WHAT YOU SHOULD DO: Extract each line of the data below exactly as written.

====== RECORDS FOR THIS EXERCISE

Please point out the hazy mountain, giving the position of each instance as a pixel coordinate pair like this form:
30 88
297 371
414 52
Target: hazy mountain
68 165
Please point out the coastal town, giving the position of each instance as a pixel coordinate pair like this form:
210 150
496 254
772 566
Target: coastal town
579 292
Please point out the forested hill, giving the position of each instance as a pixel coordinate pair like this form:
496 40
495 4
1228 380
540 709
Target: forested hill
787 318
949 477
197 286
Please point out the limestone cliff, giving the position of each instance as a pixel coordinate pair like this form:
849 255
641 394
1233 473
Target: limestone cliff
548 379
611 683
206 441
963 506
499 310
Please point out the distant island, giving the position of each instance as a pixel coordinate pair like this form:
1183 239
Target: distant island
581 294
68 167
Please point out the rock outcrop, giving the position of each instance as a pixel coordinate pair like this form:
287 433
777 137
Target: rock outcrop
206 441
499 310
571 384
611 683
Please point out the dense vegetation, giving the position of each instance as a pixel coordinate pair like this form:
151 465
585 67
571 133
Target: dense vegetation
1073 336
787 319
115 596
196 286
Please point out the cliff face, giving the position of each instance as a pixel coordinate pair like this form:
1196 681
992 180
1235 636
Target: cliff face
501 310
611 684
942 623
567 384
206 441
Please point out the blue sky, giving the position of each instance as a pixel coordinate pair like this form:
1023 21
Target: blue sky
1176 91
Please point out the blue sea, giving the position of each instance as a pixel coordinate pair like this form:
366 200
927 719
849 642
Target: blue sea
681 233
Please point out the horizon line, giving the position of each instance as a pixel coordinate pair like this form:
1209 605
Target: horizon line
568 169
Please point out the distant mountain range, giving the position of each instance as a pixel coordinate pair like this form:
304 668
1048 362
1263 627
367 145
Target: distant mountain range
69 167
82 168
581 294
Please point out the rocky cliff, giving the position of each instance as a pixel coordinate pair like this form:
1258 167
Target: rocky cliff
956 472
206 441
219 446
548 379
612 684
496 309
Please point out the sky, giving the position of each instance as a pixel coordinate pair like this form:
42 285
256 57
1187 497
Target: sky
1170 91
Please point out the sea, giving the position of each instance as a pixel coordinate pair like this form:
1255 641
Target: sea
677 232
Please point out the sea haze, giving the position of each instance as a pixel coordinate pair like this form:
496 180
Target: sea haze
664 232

============

ANSWER SPACE:
Please point out the hazy mountain, giving the position of each instance as a pixel coordinate pair like this form:
30 88
297 371
414 52
Target: hazy mountain
68 165
Please point out the coastal town, giving the position of each instance as a pixel coordinate pair like this form:
210 150
496 254
772 566
Target: coastal town
579 292
Please point out the forested hill, giving the position of each instance as a pixel coordinate pair like this form:
496 40
495 4
1228 380
540 709
Target: forested hill
787 318
949 477
197 286
Please point out the limestone cliff, giving the position of each instance as a pixel coordinate pair like this form:
849 255
641 394
1233 473
Target: limestone cliff
548 379
611 683
206 441
963 506
499 310
Please point out the distant island, giving the position of each instance as a pixel coordinate pair like this form:
1183 239
Target: distant island
581 294
68 167
Please point out the rock outcrop, giving the position of each instance as a pixel coordinate pair like this form:
287 433
777 137
Target: rock outcrop
206 441
499 310
571 384
611 683
Please point out the dense vegetation, giving the position of each instance as a pixel coordinate pair like this form:
151 465
585 67
571 133
Target: dense vegetation
1073 336
787 319
115 596
196 286
Please point out the cliff face, giving the position of each instance as a pixel coordinate pair like this form:
1196 681
992 180
1235 636
Target: cliff face
501 310
611 684
942 623
567 384
206 441
Please point out the blue sky, giving the position of each instance as a pixel coordinate pair like this form:
1023 21
Target: blue sky
1176 91
Please point out the blue sea, giving the position of each instance as a pixel coordinate pair like this form:
366 200
927 719
849 642
Target: blue sea
681 233
Please point out the horizon line, giving the position of each instance as a pixel coordinate pair like this form:
1209 605
Target: horizon line
568 169
Please point out the distant mountain range, giving the position of each instance as a pixel coordinate pair like this form:
304 668
1048 362
1263 627
367 145
Target: distant mountain range
69 167
82 168
581 294
Please point out the rocky cliff, giving the position of each instance as a pixel coordinate pair like this form:
1258 167
Target: rocky cliff
956 472
206 441
219 446
548 379
612 684
496 309
Please point out the sky, giving the position of each instance as a pixel coordinate pair like this form:
42 285
256 57
1187 497
Target: sky
1170 91
Please point out the sea, giving the position of each instance as a pixel coordinate pair like this form:
1255 641
Target: sea
677 232
Please point out the sea haze, giving the position of each instance as a pixel coordinate pair like this form:
496 180
Target: sea haze
664 232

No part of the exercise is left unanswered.